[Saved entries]
----------------------------------------

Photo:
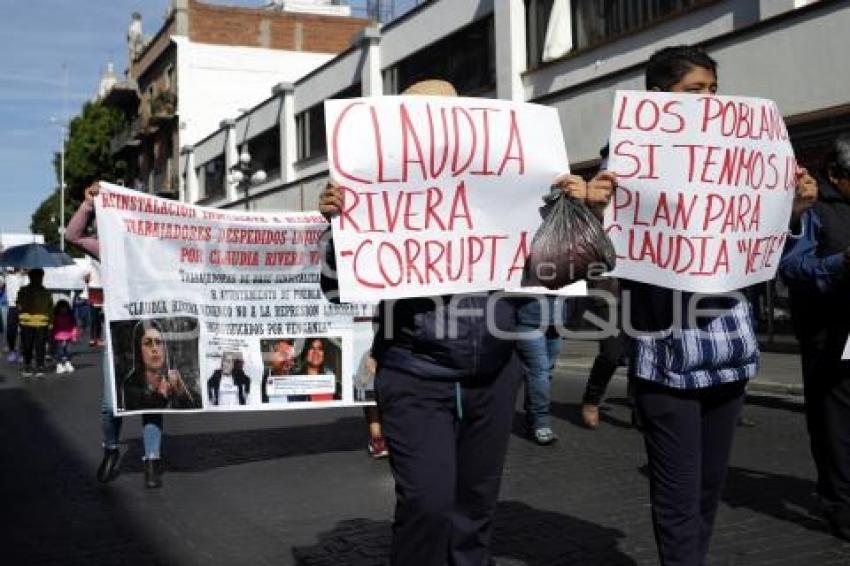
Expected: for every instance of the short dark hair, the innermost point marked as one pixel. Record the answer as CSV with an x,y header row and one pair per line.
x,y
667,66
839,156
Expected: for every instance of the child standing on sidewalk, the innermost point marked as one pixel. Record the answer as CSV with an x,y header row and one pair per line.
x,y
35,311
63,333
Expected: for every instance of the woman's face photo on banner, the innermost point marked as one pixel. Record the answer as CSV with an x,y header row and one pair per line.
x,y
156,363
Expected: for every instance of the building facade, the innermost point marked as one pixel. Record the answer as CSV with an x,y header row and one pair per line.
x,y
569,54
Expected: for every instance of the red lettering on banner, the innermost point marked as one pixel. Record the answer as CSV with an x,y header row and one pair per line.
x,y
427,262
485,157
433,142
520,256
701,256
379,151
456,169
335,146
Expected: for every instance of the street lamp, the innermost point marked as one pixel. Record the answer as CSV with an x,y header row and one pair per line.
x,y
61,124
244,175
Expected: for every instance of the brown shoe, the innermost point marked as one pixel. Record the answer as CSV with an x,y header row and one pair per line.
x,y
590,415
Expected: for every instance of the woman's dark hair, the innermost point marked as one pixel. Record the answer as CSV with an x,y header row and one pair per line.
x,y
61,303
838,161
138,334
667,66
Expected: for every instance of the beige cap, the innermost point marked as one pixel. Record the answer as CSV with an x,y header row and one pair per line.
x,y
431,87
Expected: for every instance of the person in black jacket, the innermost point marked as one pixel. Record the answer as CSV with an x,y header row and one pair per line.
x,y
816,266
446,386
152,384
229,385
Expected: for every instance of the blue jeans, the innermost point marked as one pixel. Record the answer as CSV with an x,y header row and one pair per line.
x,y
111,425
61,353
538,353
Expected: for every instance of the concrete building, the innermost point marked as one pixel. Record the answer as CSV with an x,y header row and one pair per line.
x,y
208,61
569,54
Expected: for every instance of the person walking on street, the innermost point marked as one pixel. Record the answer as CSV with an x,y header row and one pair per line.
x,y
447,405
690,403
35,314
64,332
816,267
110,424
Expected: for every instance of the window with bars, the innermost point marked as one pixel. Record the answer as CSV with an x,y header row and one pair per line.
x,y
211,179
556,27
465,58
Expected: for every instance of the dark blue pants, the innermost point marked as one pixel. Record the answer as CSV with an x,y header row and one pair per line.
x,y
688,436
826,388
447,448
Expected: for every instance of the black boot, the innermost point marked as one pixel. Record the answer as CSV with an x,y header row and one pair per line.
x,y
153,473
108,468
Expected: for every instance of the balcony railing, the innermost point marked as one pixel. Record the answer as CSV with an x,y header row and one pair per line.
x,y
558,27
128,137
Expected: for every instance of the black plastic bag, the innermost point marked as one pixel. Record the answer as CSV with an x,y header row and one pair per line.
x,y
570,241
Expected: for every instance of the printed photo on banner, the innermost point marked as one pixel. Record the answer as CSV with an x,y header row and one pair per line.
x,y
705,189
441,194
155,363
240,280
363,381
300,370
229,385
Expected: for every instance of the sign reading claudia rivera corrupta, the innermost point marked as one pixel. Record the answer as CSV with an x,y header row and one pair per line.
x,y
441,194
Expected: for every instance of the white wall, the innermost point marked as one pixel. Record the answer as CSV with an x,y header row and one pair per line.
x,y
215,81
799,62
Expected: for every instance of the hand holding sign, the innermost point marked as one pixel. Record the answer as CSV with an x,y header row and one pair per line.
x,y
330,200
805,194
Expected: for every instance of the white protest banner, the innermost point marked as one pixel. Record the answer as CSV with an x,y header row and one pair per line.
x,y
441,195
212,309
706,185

----------------------------------------

Repeat every line of the data above exactly, but drop the pictures.

Photo:
Expected: for every instance of the short dark hair, the innermost point marked as one pixel. Record the answer as CSV with an x,y header row and one pair per line.
x,y
667,66
839,156
Expected: for every instance of the child standing on sidewalk, the innermost point marked as one pixel. Record the answer as CSV with an x,y header row and one pair per line.
x,y
35,311
63,333
Expected: for every instance of the woman's face photo on banner, the innermost point marked as one pixel. Record the answer as CSV with an x,y header row and one pair per line.
x,y
156,363
Expected: for every instance of the building facade, the innermost point marked as one pixel. Record the answer as CSV with an x,y header row and one pair per line.
x,y
569,54
Expected: for every instance of the red lettering on banner, the innermost point marked as one pixel. Record the answer as CSV with an x,y header row and one pair per line.
x,y
427,262
485,157
433,142
520,256
701,256
379,151
456,169
335,146
Expected: for every instance of the street lamp, the innermost point marked as one pixel. Record the answer as CSV with an x,y header row and one pair per line.
x,y
61,124
244,175
Expected: for every instance of the brown shoe, the innermost point marked as one pixel. Record the answer as CSV with an x,y header row and one pair per line.
x,y
590,415
Expected: for every instance of the woman's dark hair, the innermost point marked as one pixel. Record the answer as CSV with an x,y header row and one pair per line.
x,y
61,303
838,161
138,334
667,66
Expected: for every instance of the beige cap, the innermost point marked as one pixel. Record the answer as CSV with an x,y header row and one pair per line.
x,y
431,87
Expected: for every instance of the person in black jacket, the innermost point marked as one pixel. Record the answer as CSV with an x,y header row and one pair per line.
x,y
816,266
446,386
152,384
229,385
Expected: for every instance of the blue jeans, the innermost point marked as one pixel. Record the answer as CSV with an x,y header row and one pair per line.
x,y
111,425
61,353
538,353
Expected: for every instance of the concrete building, the innermost point marked as one pixel. Record the answer as CSV with an x,y header row and one pair per line.
x,y
208,61
569,54
Expected: for every instance of the person walking on street, the innermost point marked as one pixel. Record the answer as CSV with an x,y header row and one pair per line.
x,y
447,405
690,403
35,314
64,332
816,267
110,424
Expected: for every instance of the window with bars, the innermost point marked as one pixel. Record the answer as CSV with an x,y header row and one pair per line.
x,y
211,179
556,27
465,58
Expected: for every instance of the dark blue pants, the innermost point marked as one pixel. Record the answer as CSV with an x,y header row and one pair per line.
x,y
688,436
826,388
447,448
Expected: for every instance of the black boot, the innermost point marked as one pixel. Record the answer as CSV with an x,y header row and one pair per line.
x,y
153,473
108,468
Expected: for every instance of the balcony railing, the innermost point marked as one pixel. Record the answer as CSV with an x,y header row and one pair per line.
x,y
558,27
128,137
Expected: for every instance of the black plastic bag, the innermost point marked as one pixel. Record the answer as CSV with an x,y header row and one pair per line.
x,y
570,241
Expected: for every instance of the printed photo on banner, the innermost point marked as one pixel. Record the answer as CSV with an x,y header row and one pair per line.
x,y
705,189
441,194
155,363
240,280
363,381
300,370
229,385
Expected: for every instance of the sign reading claudia rivera corrupta, the innermost point marked as one pixel. Record the answer as CSV with an x,y header row and one pair per line.
x,y
441,194
Expected: for every instance of the white wall, the innermost point marked as one pixel. Record the answer as CSV with an x,y header row and one pair per line.
x,y
215,81
799,62
Expected: for every instance of the hand holding sign, the innermost point marked as one pixel. Record the answer as CSV with an x,y header row and one pair per line.
x,y
330,200
805,194
Expected: for every instance of the white protest banner, the innermost point marked as one pixel. Record the answer as CSV with an x,y header row and one pair per line.
x,y
441,195
212,309
706,185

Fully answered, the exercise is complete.